*EXERCISE REQUIREMENTS*:
From the first line to the last, write out the data below exactly.
****************************************
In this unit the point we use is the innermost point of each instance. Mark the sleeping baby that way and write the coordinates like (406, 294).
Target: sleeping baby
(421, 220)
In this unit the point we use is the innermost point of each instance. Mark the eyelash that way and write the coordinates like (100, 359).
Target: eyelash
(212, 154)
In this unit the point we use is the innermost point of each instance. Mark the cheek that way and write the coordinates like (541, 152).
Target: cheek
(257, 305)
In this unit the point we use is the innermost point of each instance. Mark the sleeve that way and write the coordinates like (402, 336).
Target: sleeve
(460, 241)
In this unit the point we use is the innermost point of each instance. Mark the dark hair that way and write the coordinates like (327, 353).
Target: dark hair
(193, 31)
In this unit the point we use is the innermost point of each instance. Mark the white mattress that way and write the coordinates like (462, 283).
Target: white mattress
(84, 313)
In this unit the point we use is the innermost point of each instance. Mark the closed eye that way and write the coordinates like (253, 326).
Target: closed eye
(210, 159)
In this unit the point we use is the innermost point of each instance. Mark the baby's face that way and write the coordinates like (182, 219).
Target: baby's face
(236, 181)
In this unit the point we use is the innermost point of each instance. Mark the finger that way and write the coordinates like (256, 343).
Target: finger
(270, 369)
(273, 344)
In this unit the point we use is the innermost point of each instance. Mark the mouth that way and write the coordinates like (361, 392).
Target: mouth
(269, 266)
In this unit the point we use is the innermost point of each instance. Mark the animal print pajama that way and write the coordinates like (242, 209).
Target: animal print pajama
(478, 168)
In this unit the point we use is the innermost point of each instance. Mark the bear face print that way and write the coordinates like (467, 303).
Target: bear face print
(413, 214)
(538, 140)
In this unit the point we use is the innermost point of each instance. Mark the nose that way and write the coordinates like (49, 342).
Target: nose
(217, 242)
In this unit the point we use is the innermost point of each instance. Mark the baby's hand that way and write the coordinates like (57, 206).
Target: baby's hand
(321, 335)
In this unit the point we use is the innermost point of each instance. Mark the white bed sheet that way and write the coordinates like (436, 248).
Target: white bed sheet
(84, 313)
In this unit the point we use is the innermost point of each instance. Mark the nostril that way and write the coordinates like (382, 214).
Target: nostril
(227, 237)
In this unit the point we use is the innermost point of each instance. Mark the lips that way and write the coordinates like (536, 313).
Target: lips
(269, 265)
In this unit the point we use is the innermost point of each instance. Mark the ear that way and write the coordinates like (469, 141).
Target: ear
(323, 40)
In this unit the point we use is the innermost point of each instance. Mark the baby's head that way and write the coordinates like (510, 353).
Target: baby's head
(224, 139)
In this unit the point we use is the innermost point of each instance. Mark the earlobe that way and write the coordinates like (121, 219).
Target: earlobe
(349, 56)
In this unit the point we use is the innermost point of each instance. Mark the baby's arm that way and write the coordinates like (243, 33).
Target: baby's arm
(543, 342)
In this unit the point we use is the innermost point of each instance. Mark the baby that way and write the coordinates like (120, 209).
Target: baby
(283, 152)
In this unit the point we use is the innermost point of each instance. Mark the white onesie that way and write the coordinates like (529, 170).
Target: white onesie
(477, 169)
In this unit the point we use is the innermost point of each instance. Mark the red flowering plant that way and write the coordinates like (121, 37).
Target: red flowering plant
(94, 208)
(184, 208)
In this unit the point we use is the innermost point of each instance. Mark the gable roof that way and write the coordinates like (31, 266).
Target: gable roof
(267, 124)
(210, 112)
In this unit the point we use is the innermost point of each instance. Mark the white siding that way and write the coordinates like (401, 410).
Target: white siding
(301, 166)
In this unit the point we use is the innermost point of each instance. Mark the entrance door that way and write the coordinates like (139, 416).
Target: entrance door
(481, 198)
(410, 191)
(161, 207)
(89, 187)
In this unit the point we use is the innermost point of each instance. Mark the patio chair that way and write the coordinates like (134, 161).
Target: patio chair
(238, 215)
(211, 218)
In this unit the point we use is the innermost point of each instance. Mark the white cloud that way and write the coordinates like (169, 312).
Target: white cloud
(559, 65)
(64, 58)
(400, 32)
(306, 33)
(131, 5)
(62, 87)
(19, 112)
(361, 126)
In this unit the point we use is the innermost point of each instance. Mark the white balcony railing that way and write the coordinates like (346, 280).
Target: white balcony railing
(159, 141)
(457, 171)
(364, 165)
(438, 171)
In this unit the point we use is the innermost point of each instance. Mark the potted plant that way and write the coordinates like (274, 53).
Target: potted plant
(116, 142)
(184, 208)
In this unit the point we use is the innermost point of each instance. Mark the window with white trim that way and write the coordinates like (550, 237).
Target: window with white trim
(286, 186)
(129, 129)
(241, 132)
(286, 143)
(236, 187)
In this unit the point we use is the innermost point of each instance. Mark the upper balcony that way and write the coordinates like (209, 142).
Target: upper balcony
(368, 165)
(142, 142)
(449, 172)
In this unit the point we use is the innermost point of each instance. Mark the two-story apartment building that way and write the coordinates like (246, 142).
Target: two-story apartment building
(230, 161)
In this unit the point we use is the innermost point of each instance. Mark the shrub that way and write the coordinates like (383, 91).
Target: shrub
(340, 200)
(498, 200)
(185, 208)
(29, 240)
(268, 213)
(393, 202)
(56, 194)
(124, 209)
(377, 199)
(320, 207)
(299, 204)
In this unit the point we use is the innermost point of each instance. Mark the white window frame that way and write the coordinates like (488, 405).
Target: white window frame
****************************************
*ANSWER AREA*:
In this unit the point we use is the innermost point of each instance. Mark the sleeping baby that way and write the coordinates like (406, 294).
Target: sleeping baby
(421, 220)
In this unit the point we use is the innermost point of each instance. Mark the eyelash that way and write the coordinates like (100, 359).
Target: eyelash
(212, 154)
In this unit the point we use is the innermost point of each instance. Mark the cheek that way and write the coordinates like (541, 152).
Target: cheek
(257, 305)
In this unit the point we use is the innermost point of each instance. Mark the sleeve that way and write the coordinates like (402, 336).
Target: sleeve
(460, 241)
In this unit the point we use is the innermost point of each instance. Mark the dark hair that way and write the coordinates like (327, 353).
Target: dark hair
(193, 31)
In this unit the point we use is the innermost point of each instance. Mark the white mattress that way and write the coordinates like (462, 283).
Target: white mattress
(84, 313)
In this unit the point we use is the innermost point of each instance. Mark the closed eye that way and write the coordinates like (253, 326).
Target: closed eye
(210, 159)
In this unit the point we use is the innermost point of each instance. Mark the baby's face that way and write the coordinates like (182, 219).
Target: baby's face
(236, 181)
In this unit the point we use is the innermost point of each instance. Mark the finger that way and write the coordinates like (256, 343).
Target: finger
(270, 369)
(273, 344)
In this unit the point we use is the innermost point of each instance. Mark the mouth that way and write the coordinates like (361, 392).
Target: mouth
(269, 266)
In this unit the point we use is the innermost point of each instance. Mark the animal print pajama that way and write the coordinates like (242, 209).
Target: animal print pajama
(478, 168)
In this unit the point we use is the innermost point of each instance. Mark the bear face print that way and write the coordinates like (467, 303).
Target: bear face print
(413, 214)
(538, 140)
In this unit the point we use is the innermost point of each instance. Mark the nose that way and write the coordinates like (49, 342).
Target: nose
(217, 242)
In this unit the point we use is the innermost point of each instance. Mark the baby's hand that way and write the coordinates like (57, 206).
Target: baby's hand
(321, 335)
In this unit the point we use is the innermost point of each instance. Mark the white bed sheet that way and write the coordinates like (436, 248).
Target: white bed sheet
(84, 313)
In this unit the point we use is the innermost point of each instance. Mark the nostril that way and write the coordinates like (382, 214).
Target: nostril
(227, 237)
In this unit the point we use is the innermost point of each instance. Mark the lips that way and write the coordinates like (536, 313).
Target: lips
(269, 265)
In this unit the point we use is the innermost point of each instance. Mark the ear that way and write the coordinates like (469, 141).
Target: ear
(323, 40)
In this unit the point we use is the innermost point of each instance. Mark the baby's head that way and write the coordinates like (510, 353).
Target: baby's head
(224, 139)
In this unit the point we use is the innermost point of each instance. Mark the earlobe that way and write the coordinates like (121, 219).
Target: earlobe
(349, 56)
In this unit the point we use is the innermost point of each instance. Mark the baby's arm that way and write the coordinates like (243, 33).
Target: baby's arm
(543, 342)
In this unit the point we use is the innermost point of each instance. Mark the baby that way and write the coordinates like (120, 209).
Target: baby
(283, 152)
In this unit the point we use is the innermost point of each instance. Mark the white onesie that way and write the coordinates like (529, 170).
Target: white onesie
(477, 169)
In this unit the point we use is the innermost point of each instance. Mark the red flowering plant that way and write the coordinates like (121, 37).
Target: red flowering plant
(94, 208)
(184, 208)
In this unit the point we use is the innermost point of each instance. Mark the gable roof that way and write the coordinates like (31, 266).
Target: gable roof
(267, 124)
(210, 112)
In this unit the point we use is the innermost point of each instance. Mark the white siding that way and write the coordinates like (401, 410).
Target: white siding
(301, 166)
In this unit the point we use is the innermost point of each instance. Mark the entrance door that way and write the coordinates like (139, 416).
Target: entrance door
(481, 198)
(410, 191)
(161, 207)
(89, 187)
In this unit the point we use is the innermost point of each instance. Mark the patio chair that way and write the coordinates like (134, 161).
Target: patio chair
(238, 215)
(211, 218)
In this unit the point we use is the innermost point of each instance. Mark the white cloud that way and write the coordinates like (169, 312).
Target: white cloud
(559, 65)
(64, 58)
(400, 32)
(306, 33)
(131, 5)
(62, 87)
(19, 112)
(361, 126)
In this unit the point we use is the innermost point of each instance. Mark the white balcony railing that way and write the coordinates like (346, 280).
Target: white balcony railing
(159, 141)
(457, 171)
(364, 165)
(438, 171)
In this unit the point we use is the innermost point of each instance. Mark the potted plant that way and write the coordinates like (274, 53).
Target: potted plant
(116, 142)
(184, 208)
In this unit the point we use is the innermost point of each instance. Mark the window with white trim that way and write the coordinates like (550, 237).
Target: window with white trim
(286, 186)
(129, 129)
(241, 132)
(286, 143)
(236, 187)
In this unit the point we use is the innermost point of each instance. Mark the upper balcony that way and write the coordinates like (209, 142).
Target: upper balcony
(368, 165)
(142, 142)
(449, 172)
In this unit the point we use is the innermost point of each instance. Mark the two-story apartment building that way and write the coordinates like (246, 142).
Target: two-story apartment building
(230, 161)
In this unit the point we use is the innermost point of each instance. Mark the shrub that way and write the coordinates like (383, 91).
Target: shrub
(340, 200)
(498, 200)
(185, 208)
(29, 240)
(268, 213)
(393, 202)
(56, 194)
(124, 209)
(377, 199)
(320, 207)
(299, 204)
In this unit the point we use is the innermost point of each instance. Mark the white window frame that way and write the coordinates like (488, 405).
Target: white window frame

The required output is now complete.